- VORLIEGENDER AUSZUG
● ● ●
Dass diese Modeblume in aller Munde war, zeigt sich in ihrer alltäglichen Darstellung auf Gebrauchsgegenständen, wie Kacheln und Porzellan. Wissenschaftlich genau wurde sie vielfach gezeichnet und in der Kunst als Vanitas-Motiv dargestellt. Wunderbare botanische Illustrationen, wie im Gottorfer Codex von Hans Simon Holtzbecker, Maria Sibylla Merian und Barbara Regina Dietzsch zeugen davon. Tulpen nahmen fortan zunehmend ihren gebührenden Platz weit vorn in Blumenstillleben ein, wie in den Werken von Clara Peeters und Jacob Savery.
Als Symbol von Eleganz, Reichtum und Vergehen tauchten sie auch in den Porträtbildern von holländischen Meistern in diesem Goldenen Zeitalter der Malerei auf, wie im Bild „Saskia als Flora“ von Rembrandt van Rijn, ausgestellt in der Eremitage.
Bis heute finden alljährliche Tulpenausstellungen und ‑feste statt: In Europa und in Istanbul, auch bekannt als Konstantinopel, der Hauptstadt des Osmanischen Reiches.« (Anna Pavord 2003, Die Tulpe, Insel Verlag, Frankfurt.)
● ● ●
- GESPEICHERTE ZEILEN
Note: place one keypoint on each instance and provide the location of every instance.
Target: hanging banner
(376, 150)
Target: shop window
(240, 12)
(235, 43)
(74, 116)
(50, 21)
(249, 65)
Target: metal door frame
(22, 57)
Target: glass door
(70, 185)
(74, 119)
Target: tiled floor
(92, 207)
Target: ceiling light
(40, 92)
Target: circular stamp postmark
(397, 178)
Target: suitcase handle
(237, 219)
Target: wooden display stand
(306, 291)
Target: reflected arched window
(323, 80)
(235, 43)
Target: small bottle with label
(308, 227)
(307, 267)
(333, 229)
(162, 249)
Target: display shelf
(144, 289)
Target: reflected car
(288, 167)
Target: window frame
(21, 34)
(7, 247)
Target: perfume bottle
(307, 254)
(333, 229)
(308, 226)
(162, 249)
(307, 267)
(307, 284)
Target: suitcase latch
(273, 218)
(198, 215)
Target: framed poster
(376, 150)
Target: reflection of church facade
● ● ●
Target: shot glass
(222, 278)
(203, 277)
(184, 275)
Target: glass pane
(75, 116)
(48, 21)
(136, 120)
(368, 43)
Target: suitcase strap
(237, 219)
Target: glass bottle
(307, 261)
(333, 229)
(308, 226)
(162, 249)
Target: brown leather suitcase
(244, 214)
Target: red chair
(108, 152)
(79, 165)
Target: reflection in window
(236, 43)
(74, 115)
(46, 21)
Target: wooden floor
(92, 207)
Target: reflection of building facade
● ● ●
Wo ist laut dem Auszug über Tulpen Rembrandts Bild „Saskia als Flora“ ausgestellt? Bitte antworte knapp. Die Zeilen spielen hierfür keine Rolle.

- LÖSUNG DER AUFGABE
In der Eremitage.